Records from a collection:
══════════

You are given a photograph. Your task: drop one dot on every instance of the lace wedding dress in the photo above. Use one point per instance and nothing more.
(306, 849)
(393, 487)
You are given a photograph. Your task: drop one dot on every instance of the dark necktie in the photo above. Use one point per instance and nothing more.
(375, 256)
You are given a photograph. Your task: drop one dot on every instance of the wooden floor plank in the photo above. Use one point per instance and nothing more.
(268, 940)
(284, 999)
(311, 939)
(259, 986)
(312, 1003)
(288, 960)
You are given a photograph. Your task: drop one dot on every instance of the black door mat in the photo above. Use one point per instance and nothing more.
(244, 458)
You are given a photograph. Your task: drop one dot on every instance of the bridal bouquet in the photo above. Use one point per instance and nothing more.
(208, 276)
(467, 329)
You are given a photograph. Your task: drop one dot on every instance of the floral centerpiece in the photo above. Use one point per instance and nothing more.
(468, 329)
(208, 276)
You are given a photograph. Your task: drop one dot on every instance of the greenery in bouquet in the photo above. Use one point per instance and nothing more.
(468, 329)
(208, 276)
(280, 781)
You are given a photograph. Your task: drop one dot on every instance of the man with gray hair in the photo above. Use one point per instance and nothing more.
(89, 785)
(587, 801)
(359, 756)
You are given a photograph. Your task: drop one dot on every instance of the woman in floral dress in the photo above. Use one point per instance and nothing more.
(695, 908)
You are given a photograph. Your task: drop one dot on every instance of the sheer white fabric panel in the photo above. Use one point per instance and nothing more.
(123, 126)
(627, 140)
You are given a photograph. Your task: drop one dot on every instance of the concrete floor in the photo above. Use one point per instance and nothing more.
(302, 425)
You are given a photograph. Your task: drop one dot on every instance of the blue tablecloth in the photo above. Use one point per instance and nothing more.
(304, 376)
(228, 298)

══════════

#### What you need to do:
Extract every entry above as it appears.

#### Response for this exercise:
You are given a photograph. Your task: drop one dot on every instance of the lace wedding dress in the photo above. Use one point per instance and nothing more.
(306, 849)
(393, 487)
You are given a photograph. Your task: drop one dot on every instance of the dark necktie in the photo above. Use one point per instance and nothing more.
(375, 256)
You are given a photograph. Your task: drop one dot on every instance of the wooden floor plank in the photo above. Use one point per instance and nothing more.
(268, 940)
(284, 999)
(311, 939)
(259, 986)
(312, 1003)
(288, 960)
You are given a photograph. Your task: drop one dot on every instance of the black door mat in the photo above. Use one point per instance and nothing more.
(244, 458)
You are given a photograph. Your task: drop one dot on every instance of the bridal bouquet in the photo above. Use one point per instance and nothing more.
(208, 276)
(467, 329)
You are given a photograph. Your task: drop one dot on every instance of the floral centerpiece in the photo above. Use one point per instance and nothing more.
(468, 329)
(208, 276)
You are given a photograph. Your task: drop one dot on every instance of the greenery in bouquet in the photo above. Use one point per instance and nothing more.
(468, 329)
(208, 276)
(280, 781)
You are given a photograph. Your task: drop one dot on every instance of the man with gray hair in the photo above. Use one point per instance and nothing more.
(89, 785)
(587, 801)
(359, 756)
You are given a photograph. Your task: drop one dot on every instance of the woman in floral dress in the photo above. Use one point per instance and nothing more.
(695, 908)
You are given a photograph. Your task: drop one dot on every instance of the sheer white fabric panel in the photo above. Use one point per instance and nothing more.
(123, 126)
(627, 140)
You are given a photograph. Your task: drop one dot on every instance of the concrete floor in the photo above. Use one point per instance and nothing more.
(302, 425)
You are given a photograph. Your task: drop one dot on every instance of the blue tablecloth in the photo above. Use one point per instance and nothing more.
(304, 376)
(228, 298)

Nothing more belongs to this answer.